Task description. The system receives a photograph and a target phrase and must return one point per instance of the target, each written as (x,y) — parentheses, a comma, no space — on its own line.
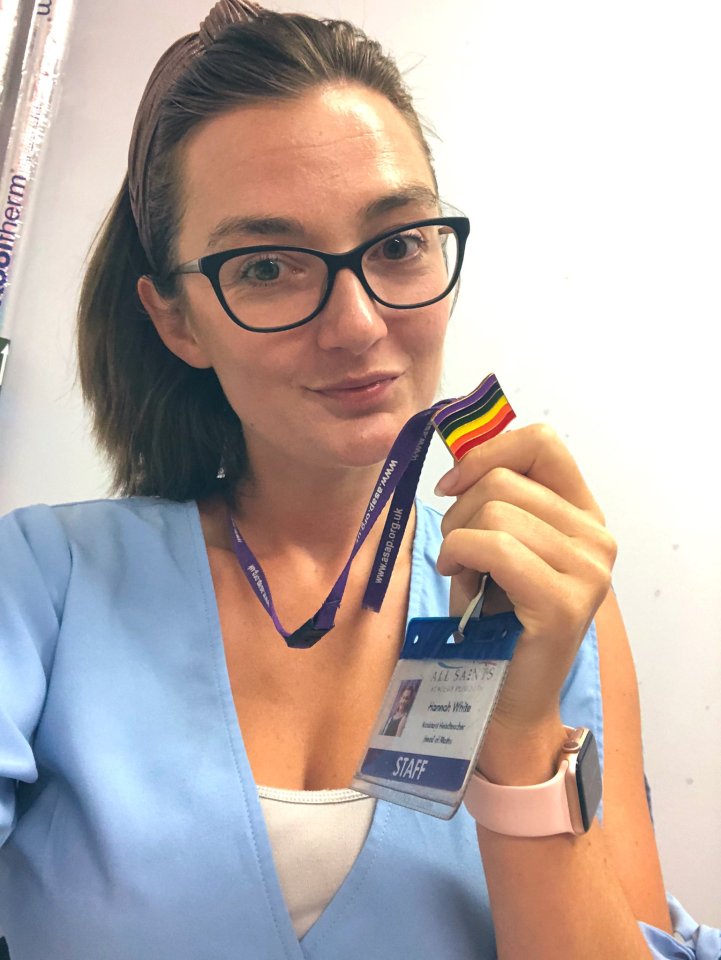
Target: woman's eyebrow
(256,227)
(403,197)
(259,226)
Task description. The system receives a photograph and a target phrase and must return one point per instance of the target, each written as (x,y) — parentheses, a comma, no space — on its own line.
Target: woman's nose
(351,319)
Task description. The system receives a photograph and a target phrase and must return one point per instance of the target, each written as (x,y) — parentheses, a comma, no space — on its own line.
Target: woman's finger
(503,485)
(536,452)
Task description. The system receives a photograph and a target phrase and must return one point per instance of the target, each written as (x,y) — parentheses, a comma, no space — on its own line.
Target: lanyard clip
(473,610)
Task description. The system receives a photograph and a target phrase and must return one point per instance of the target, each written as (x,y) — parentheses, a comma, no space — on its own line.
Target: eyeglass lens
(273,288)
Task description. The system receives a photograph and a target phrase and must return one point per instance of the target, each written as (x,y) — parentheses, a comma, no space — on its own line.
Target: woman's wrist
(521,757)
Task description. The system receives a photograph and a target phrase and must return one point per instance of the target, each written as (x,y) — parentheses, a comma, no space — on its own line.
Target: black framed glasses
(269,288)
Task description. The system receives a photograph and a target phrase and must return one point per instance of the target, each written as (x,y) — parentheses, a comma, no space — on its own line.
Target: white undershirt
(315,836)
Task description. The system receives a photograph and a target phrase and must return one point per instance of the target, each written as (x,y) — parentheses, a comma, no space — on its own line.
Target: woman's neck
(316,510)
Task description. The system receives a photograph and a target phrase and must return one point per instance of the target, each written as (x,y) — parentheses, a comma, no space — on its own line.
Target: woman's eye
(264,271)
(402,246)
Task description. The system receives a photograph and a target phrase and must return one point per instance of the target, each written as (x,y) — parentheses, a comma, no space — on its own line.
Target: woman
(137,652)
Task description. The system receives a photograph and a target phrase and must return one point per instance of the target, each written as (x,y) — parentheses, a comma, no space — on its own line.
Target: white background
(583,141)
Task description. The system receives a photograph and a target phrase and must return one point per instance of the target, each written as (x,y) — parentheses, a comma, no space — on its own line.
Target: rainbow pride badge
(468,422)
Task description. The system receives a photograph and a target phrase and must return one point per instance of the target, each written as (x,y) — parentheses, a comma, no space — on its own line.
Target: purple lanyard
(399,476)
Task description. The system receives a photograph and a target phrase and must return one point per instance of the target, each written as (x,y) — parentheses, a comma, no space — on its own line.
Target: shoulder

+===+

■ Exercise instructions
Exactly the lines from the one containing "Target: rainbow pride badge" to the final line of the data, both included, should be printed, and nothing more.

■ Reply
Target: rainbow pride badge
(468,422)
Task description. The system receives a photograph and a target phrase and must return one point per instance of the target, each written as (x,y) — parentheses, a comma, no space — on its own line.
Target: purple lanyard
(399,476)
Task description. The system receives a photograph and a target phrase and must return one point per instance of the target, each written as (x,y) — parentheses, a comma, no space — on its own line.
Target: shoulder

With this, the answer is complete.